Exercise objective.
Collect every line in the rows below that contains the word "headband".

Dataset excerpt:
[Start]
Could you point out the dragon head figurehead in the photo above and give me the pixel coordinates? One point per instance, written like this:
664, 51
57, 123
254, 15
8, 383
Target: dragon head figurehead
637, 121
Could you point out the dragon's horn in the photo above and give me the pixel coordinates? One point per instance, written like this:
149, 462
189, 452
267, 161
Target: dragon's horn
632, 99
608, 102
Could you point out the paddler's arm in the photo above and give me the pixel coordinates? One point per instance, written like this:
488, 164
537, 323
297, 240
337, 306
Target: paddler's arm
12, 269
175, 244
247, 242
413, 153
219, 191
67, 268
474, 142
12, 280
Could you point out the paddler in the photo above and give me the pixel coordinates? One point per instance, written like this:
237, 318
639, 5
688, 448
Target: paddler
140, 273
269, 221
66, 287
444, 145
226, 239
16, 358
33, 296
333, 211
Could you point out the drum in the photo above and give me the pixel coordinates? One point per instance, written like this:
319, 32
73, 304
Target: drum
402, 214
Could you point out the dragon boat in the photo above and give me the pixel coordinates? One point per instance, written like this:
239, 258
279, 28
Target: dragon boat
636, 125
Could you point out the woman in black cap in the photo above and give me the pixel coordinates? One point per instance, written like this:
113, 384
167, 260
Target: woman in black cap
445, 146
[End]
[Start]
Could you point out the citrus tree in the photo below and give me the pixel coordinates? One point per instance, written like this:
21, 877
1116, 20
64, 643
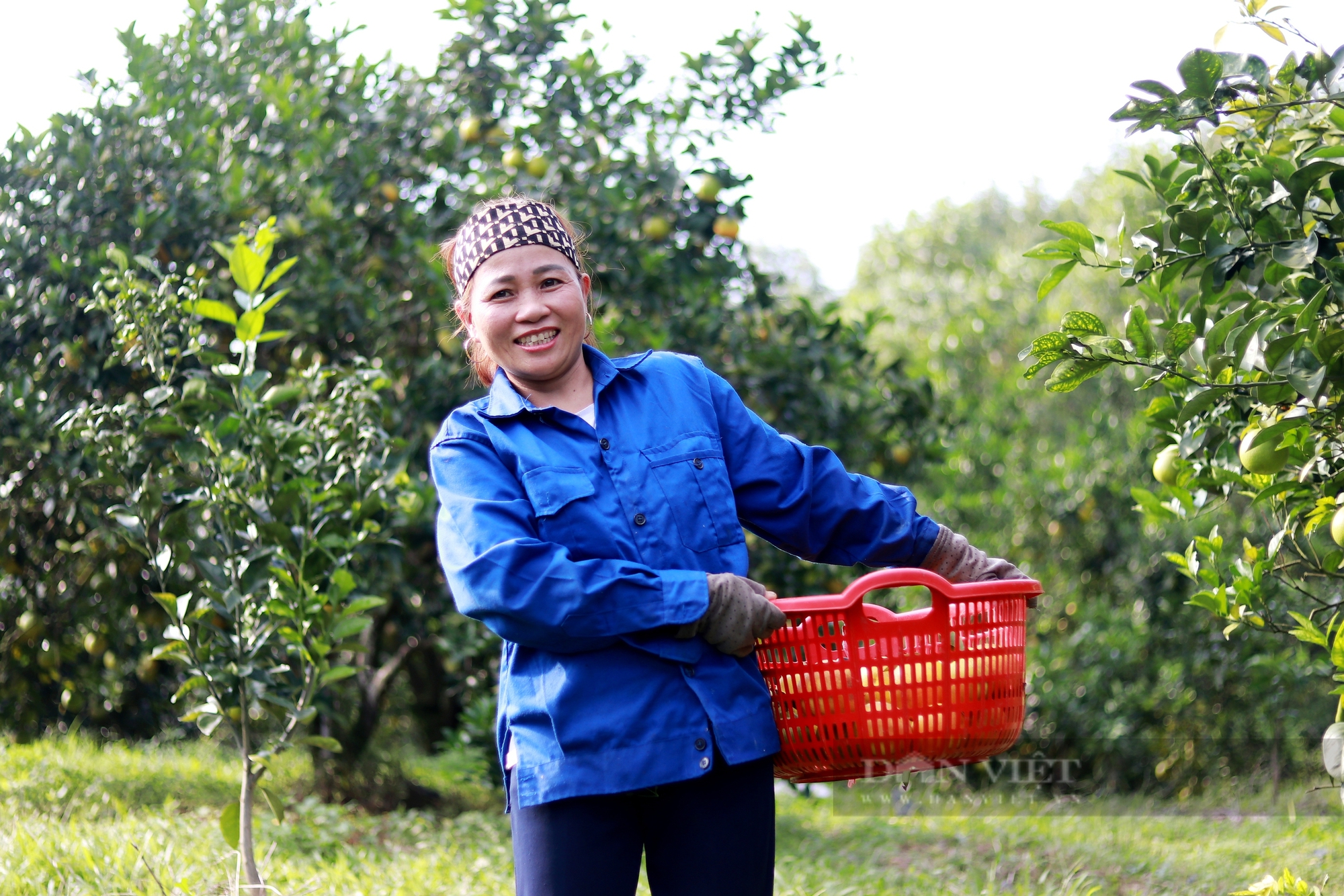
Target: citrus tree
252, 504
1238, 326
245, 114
[End]
[Start]
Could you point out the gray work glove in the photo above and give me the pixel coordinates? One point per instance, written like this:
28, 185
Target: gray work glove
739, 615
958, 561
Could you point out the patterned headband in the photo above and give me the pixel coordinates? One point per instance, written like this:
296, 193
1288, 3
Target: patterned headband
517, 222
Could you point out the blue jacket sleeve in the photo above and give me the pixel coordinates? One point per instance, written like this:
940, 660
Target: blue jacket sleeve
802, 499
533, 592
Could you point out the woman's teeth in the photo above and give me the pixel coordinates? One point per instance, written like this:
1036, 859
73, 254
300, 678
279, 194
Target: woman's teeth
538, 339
[End]
Exercise response.
Could you point out the patterned headband in the photo above and give me the pixel coordinates? One point per instance, written like this:
Target: patterned headband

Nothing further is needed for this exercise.